(Data records)
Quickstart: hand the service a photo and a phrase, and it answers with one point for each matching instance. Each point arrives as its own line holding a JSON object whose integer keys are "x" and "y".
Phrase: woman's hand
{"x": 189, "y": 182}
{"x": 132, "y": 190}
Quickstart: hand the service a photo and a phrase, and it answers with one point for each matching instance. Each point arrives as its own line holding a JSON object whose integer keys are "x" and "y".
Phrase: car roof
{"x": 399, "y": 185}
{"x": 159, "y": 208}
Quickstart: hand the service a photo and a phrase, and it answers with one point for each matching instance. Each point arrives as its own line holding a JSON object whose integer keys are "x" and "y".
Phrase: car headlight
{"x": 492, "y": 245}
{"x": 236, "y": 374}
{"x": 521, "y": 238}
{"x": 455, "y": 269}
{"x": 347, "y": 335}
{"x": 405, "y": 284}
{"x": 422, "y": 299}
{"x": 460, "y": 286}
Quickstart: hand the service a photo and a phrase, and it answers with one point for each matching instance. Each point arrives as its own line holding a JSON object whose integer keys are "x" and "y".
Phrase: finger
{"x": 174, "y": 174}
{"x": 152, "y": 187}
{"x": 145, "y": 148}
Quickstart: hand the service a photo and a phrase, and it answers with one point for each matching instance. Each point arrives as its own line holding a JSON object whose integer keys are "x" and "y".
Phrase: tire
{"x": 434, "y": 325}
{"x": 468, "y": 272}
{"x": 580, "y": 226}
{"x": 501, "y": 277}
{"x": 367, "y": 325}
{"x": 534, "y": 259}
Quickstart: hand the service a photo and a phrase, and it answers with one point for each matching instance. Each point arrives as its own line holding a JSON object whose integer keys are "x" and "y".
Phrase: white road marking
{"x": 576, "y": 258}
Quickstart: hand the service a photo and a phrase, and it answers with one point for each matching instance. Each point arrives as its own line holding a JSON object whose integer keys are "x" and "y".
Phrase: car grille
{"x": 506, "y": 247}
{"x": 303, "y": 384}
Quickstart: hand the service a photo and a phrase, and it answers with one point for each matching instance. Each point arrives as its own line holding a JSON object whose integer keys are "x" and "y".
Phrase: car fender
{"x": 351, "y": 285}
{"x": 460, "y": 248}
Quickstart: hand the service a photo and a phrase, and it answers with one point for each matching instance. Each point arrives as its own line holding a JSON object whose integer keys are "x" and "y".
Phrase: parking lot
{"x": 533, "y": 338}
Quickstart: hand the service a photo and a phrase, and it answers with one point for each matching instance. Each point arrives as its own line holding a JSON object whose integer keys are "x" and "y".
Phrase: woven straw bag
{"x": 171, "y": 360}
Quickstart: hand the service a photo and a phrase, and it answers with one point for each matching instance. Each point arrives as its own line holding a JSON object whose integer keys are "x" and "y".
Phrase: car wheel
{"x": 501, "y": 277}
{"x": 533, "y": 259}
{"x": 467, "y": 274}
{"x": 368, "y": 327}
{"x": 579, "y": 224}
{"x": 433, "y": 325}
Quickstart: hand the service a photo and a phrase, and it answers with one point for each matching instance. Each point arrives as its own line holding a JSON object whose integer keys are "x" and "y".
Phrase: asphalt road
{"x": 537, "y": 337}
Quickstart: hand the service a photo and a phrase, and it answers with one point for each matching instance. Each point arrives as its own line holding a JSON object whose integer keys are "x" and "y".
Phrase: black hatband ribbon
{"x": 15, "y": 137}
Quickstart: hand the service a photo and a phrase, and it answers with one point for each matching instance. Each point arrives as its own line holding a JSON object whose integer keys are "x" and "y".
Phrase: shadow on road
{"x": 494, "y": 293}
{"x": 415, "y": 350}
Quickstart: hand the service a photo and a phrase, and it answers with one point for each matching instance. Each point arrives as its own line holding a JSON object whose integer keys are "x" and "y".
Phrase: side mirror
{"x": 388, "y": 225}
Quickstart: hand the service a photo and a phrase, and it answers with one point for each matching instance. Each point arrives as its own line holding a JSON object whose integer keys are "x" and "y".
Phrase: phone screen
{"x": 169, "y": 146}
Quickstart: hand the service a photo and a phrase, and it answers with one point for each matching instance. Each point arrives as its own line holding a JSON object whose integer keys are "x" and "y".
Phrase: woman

▶ PROBLEM STATEMENT
Every one of the entries must be printed exactly.

▶ RESPONSE
Quickstart: hand the service a photo and a phrase, and it answers with one point for each matching instance. Each point arrives as its own line holding a JSON object whose integer keys are "x" and "y".
Phrase: woman's hand
{"x": 189, "y": 182}
{"x": 132, "y": 190}
Quickstart: hand the service a photo and a phrase, and it answers with one point for each matching instance. Each point arrives as its own line holding a JSON object whose integer keys are "x" and "y".
Phrase: car roof
{"x": 399, "y": 185}
{"x": 159, "y": 208}
Quickstart: hand the service a photo and a phrase, and it answers with one point for each matching instance. Each point arrives as its own line holding a JSON object whose integer keys are "x" and "y".
Phrase: car headlight
{"x": 492, "y": 245}
{"x": 236, "y": 374}
{"x": 521, "y": 238}
{"x": 455, "y": 269}
{"x": 347, "y": 335}
{"x": 405, "y": 284}
{"x": 422, "y": 299}
{"x": 460, "y": 286}
Quickstart: hand the service a photo and a phrase, and it answers with one point for each matching instance. Each point arrives as its own line holding a JSON object whose integer keys are "x" and "y".
Phrase: finger
{"x": 174, "y": 174}
{"x": 152, "y": 187}
{"x": 145, "y": 148}
Quickstart: hand the service a photo and a phrase, and it answers with one point for each matching instance. Each point arrives as its own line holding a JSON object whose integer keys are "x" and "y".
Phrase: tire
{"x": 434, "y": 325}
{"x": 468, "y": 272}
{"x": 580, "y": 226}
{"x": 501, "y": 277}
{"x": 367, "y": 325}
{"x": 534, "y": 259}
Quickstart: hand the service a photo and a phrase, and it answers with one point for each matching instance. Each point arrives as its own line holding a JSON object whose integer keys are "x" and "y".
Phrase: white road marking
{"x": 576, "y": 258}
Quickstart: hand the service a photo and a phrase, and it answers with one point for each matching instance. Each point arrives as its own line holding a JSON object whose integer keys are "x" and "y".
Phrase: car grille
{"x": 506, "y": 247}
{"x": 303, "y": 384}
Quickstart: hand the service a photo and a phrase, and it answers with one point for each matching instance. Each point arrives as its own line holding a JSON object whose integer keys are "x" and "y".
Phrase: car fender
{"x": 351, "y": 285}
{"x": 460, "y": 248}
Quickstart: hand the service a photo and a phrase, and it answers with one point for each matching instance. Each point arrives as its own line holding a JSON object whose integer keys are "x" and "y".
Phrase: parking lot
{"x": 533, "y": 338}
Quickstart: hand the service a photo and a phrase, and it answers with one point for each matching instance. Each point arrives as its own line holding a JSON object whose integer keys are "x" and "y".
Phrase: woven straw bag
{"x": 171, "y": 360}
Quickstart: hand the service a photo and a phrase, and it answers with one point for each matching instance. Each point arrives as its own line holding a JSON object whose integer keys are "x" and "y".
Phrase: car wheel
{"x": 501, "y": 277}
{"x": 533, "y": 259}
{"x": 467, "y": 274}
{"x": 368, "y": 327}
{"x": 579, "y": 224}
{"x": 433, "y": 325}
Quickstart: hand the service a photo and a phrase, and it answers with one point for each matching instance. Each point arrives as its own line holding a JSON object whose integer keys are "x" and "y".
Phrase: asphalt road
{"x": 537, "y": 337}
Quickstart: hand the service a photo and a phrase, and it answers with one point for each matching instance. Each point arrives as its own line holding a JSON object whose integer keys are "x" and "y".
Phrase: black hatband ribbon
{"x": 15, "y": 137}
Quickstart: hand the service a photo and a phrase, and it answers with one point for each matching instance. Each point arrives as its own line holding a JSON object whose integer keys are "x" and "y".
Phrase: shadow on road
{"x": 494, "y": 293}
{"x": 415, "y": 350}
Quickstart: hand the service a photo and a phrase, and it answers with one point for each matching instance. Each point arrives as its own line holding a JSON object whose integer keys are "x" and "y".
Phrase: side mirror
{"x": 388, "y": 225}
Quickstart: hand the service a photo and a phrase, and it answers with one point for each matching instance. Each point arrives as its own line holding a JSON object whose integer keys are "x" and "y".
Phrase: phone screen
{"x": 169, "y": 146}
Quickstart: hand the service a photo and a phrase, and it answers with one point for each matching instance. Each point arrives as its own line holding a JSON object whose integer keys are "x" and "y".
Phrase: woman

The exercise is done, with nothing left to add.